#### Provided passage:

+---+

Wally Yonamine played professionally in the NFL for a single season with the San Francisco 49ers in 1947. In his one season with the team, he had 19 carries for 74 yards and caught 3 passes for 40 yards. After his brief career in the NFL Yonamine traveled overseas to play baseball. In 1951, he became the first American to play professional baseball in Japan, leading off for the Yomiuri Giants.

Hines Ward, who was of Korean descent, played both football and baseball. Prior to playing wide receiver at the University of Georgia, Ward was drafted by the Miami Marlins and offered a $25,000 signing bonus. He was drafted 92nd overall in the NFL draft by the Pittsburgh Steelers and played all 14 seasons for the organization. Ward was also notable for his speaking out against discrimination issues that were occurring in his birthplace of South Korea.

Walter "Sneeze" Achiu was the first person of east Asian descent to play in the National Football League. At the University of Dayton, he was a three-sport athlete participating in football, baseball, and track. Walter Achiu was inducted into the University of Dayton Hall of Fame in 1974. After his time in the NFL, Achiu went on to become a professional wrestling champion when he competed in the 1950s.

==Football==
In the 1920s, Arthur Matsu, a Japanese-Scottish quarterback, starred at The College of William & Mary, captaining the team and receiving national acclaim for his athleticism as a "triple-threat man" skilled at running, passing, and punting. In addition, Walter "Sneeze" Achiu, a Chinese-Hawaiian halfback, earned 1925 All-American honors at the University of Dayton. Matsu and Achiu would go on to play together for the NFL's Dayton Triangles in 1928, becoming the first Asian-Americans to play in the NFL.

+---+

#### Try it:
Carry on the passage on Asian-American football players from its last sentence. The data has no connection to the passage on Asian-American football players.

#### Data supplied:
+---+

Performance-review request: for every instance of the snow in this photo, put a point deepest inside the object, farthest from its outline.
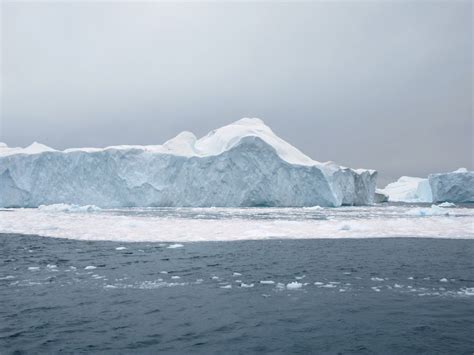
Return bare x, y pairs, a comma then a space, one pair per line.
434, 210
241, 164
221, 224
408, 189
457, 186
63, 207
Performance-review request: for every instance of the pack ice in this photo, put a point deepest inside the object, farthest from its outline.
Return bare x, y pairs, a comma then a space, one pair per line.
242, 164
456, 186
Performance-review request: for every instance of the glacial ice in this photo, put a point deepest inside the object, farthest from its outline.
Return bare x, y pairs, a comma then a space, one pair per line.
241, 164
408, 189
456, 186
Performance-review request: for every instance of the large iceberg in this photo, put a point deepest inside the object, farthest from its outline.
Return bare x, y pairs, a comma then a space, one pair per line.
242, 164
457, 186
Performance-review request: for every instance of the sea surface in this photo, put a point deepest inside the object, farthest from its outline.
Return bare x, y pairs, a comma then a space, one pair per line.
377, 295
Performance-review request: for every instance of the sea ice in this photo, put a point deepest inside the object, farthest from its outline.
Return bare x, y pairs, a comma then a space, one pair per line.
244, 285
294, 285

+---+

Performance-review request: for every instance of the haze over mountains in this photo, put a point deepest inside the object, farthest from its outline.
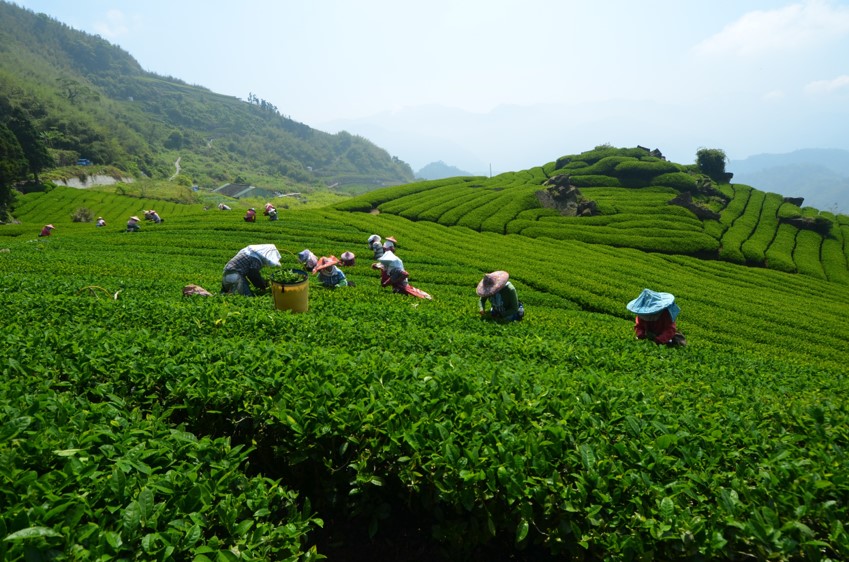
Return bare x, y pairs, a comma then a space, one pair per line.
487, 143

+---+

#### Expected answer:
In 1962, half-Filipino Roman Gabriel, a two-time all-American quarterback at NC State, was selected with both the second overall pick in the 1962 NFL draft by the Los Angeles Rams and the first overall pick in the same year's AFL draft by the Oakland Raiders. Gabriel went on to play 16 seasons for the Rams and Philadelphia Eagles, including an NFL MVP-winning season in 1969.

In 1986, John Lee, a Korean-born placekicker, was drafted by the then-St. Louis Cardinals in the 2nd round of the NFL Draft after earning back-to-back first-team All-American honors for UCLA, becoming the first Korean to play in the NFL.

In 1992, Korean-American Eugene Chung, an All-American offensive tackle at Virginia Tech, was drafted by the New England Patriots in the first round of the NFL Draft. Chung played five seasons for the Patriots and also appeared for the Jacksonville Jaguars and Indianapolis Colts before retiring.

In 1998, Vietnamese-American Dat Nguyen, a senior middle linebacker for the Texas A&M Aggies, earned unanimous All-American honors and won both the Bednarik Award, awarded to the top defensive player in college football, and the Lombardi Award. Nguyen was the Aggies' leading tackler in each of his four seasons, and still holds the school record with 517 career tackles. Nguyen was drafted by the Dallas Cowboys (becoming the first Vietnamese-American to be drafted) and played seven seasons, earning second-team All-Pro honors in 2003.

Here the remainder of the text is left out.